== Segment start ==

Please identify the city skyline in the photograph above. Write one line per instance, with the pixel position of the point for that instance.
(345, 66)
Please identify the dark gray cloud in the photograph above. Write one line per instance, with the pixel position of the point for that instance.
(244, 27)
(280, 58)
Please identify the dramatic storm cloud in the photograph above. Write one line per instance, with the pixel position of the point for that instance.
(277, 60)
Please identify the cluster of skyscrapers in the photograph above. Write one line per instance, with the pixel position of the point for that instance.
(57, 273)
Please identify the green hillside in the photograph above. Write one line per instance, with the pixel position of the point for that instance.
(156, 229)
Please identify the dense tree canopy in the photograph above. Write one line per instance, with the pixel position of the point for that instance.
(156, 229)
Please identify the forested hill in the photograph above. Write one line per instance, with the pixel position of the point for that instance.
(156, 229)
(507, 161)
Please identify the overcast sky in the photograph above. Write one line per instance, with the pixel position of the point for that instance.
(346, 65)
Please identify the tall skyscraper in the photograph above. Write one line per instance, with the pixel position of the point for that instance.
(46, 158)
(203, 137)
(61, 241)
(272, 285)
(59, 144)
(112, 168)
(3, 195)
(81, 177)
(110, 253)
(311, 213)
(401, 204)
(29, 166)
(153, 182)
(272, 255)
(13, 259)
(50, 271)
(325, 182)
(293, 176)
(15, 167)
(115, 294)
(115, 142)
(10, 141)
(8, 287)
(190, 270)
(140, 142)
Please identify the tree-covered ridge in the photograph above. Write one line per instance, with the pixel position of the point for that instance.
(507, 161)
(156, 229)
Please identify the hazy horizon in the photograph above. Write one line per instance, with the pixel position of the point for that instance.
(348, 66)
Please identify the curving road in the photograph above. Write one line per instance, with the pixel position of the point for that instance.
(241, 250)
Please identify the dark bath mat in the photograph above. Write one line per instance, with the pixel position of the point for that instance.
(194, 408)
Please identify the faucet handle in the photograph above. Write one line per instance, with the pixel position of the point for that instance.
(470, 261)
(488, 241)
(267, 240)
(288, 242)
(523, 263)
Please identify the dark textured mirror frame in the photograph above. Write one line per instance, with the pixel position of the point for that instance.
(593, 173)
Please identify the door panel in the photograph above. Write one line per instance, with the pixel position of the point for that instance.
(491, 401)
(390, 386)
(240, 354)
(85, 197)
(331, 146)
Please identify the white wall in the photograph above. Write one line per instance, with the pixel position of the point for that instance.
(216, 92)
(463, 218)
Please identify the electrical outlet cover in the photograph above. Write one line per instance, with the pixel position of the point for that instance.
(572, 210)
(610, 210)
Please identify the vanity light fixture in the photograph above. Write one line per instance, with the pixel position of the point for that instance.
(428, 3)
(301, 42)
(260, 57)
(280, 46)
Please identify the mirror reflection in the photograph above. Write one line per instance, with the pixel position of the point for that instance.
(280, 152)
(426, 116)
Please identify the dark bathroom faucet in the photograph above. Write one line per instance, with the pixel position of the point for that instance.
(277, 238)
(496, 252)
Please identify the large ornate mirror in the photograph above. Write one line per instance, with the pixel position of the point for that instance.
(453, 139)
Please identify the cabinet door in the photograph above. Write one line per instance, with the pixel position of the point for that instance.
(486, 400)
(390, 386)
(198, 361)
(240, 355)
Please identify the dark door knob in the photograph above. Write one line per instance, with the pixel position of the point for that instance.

== Segment end ==

Task directions: Your response should consist of the records, printed exactly.

Solution to this task:
Please identify the city skyline in the photograph above. Write one line per instance, with the pixel position of the point for that instance.
(345, 66)
Please identify the dark gray cloud in the photograph above. Write one line per instance, with the pixel position of the point for that instance.
(244, 27)
(280, 58)
Please identify the dramatic storm cloud in the photograph above. Write one line per instance, with the pixel position of the point for that instance.
(277, 60)
Please identify the cluster of skyscrapers in the photograph above. Write one line per instance, with the pixel position of the point for that instance.
(57, 273)
Please identify the green hillside in the photograph above. Write one line per instance, with the pixel position of the point for that instance.
(156, 229)
Please identify the dense tree canopy in the photograph above. Write one line per instance, with the pixel position of the point for that instance.
(156, 229)
Please identify the forested hill in the photograph above. Write one line per instance, with the pixel position of the point for that instance.
(156, 229)
(507, 161)
Please identify the overcast sky in the photograph above. Write one line per instance, with the pixel position of the point for that instance.
(346, 65)
Please identify the tall skyscraper in the photograph above. Write one line per instance, with the pixel position of the point for that instance.
(46, 158)
(203, 137)
(61, 241)
(272, 285)
(59, 144)
(112, 168)
(3, 195)
(81, 177)
(110, 253)
(311, 213)
(401, 204)
(29, 166)
(153, 182)
(272, 255)
(13, 259)
(50, 271)
(325, 182)
(293, 176)
(15, 167)
(115, 294)
(115, 142)
(10, 141)
(8, 287)
(190, 270)
(140, 142)
Please identify the tree-covered ridge in the photograph above. Write one line per instance, with the pixel position of the point for that instance.
(507, 161)
(156, 229)
Please identify the hazy horizon in the photograph above. Write one line per instance, with the pixel position of the point for that instance.
(348, 66)
Please identify the curving road in the photograph above. Write one line per instance, with the pixel position of the point for that instance.
(241, 250)
Please identify the dark bath mat in the photograph above. Write one line per instance, with the pixel position of the point for that instance.
(194, 408)
Please identify the faucet handle in the photograph above. Write one line per instance, with the pixel position of the point for that instance.
(470, 261)
(488, 241)
(267, 240)
(288, 242)
(523, 263)
Please identify the dark textured mirror frame in the photograph above. Write one line per instance, with the pixel position of the point for that instance.
(593, 173)
Please identify the door panel in the photograph above. Write one line per instance, with the pixel position of the point for that instance.
(491, 401)
(390, 386)
(240, 354)
(85, 197)
(331, 146)
Please identify the white wall in the photograph above. Write one line per instance, with the pixel position of the point for that instance.
(216, 92)
(463, 218)
Please identify the electrical outlet cover in the photograph above. Write one line per instance, with the pixel position of the point for that instance.
(572, 210)
(610, 210)
Please identify the vanity light fixture in the photograph above. Write one line per instance, with the pixel position of the point for that instance.
(428, 3)
(301, 42)
(260, 57)
(280, 46)
Please identify the mirror reflection in the photograph above. Write one line per instance, with the pixel position of the point for that instance.
(280, 152)
(426, 116)
Please identify the dark bathroom faucet in the photograph above. Write one line per instance, with the pixel position of the point for that instance.
(277, 238)
(496, 252)
Please identify the large ornate mirror in the photograph above. Write one line per instance, with the pixel position of the point for that instance.
(453, 139)
Please identify the cabinet door in the photograph above. Write one line per instance, with the pixel position of the point for that instance.
(486, 400)
(390, 386)
(198, 361)
(240, 355)
Please identify the dark door knob in the photograph above. Write one line per instance, with the pixel position of the point for that instance.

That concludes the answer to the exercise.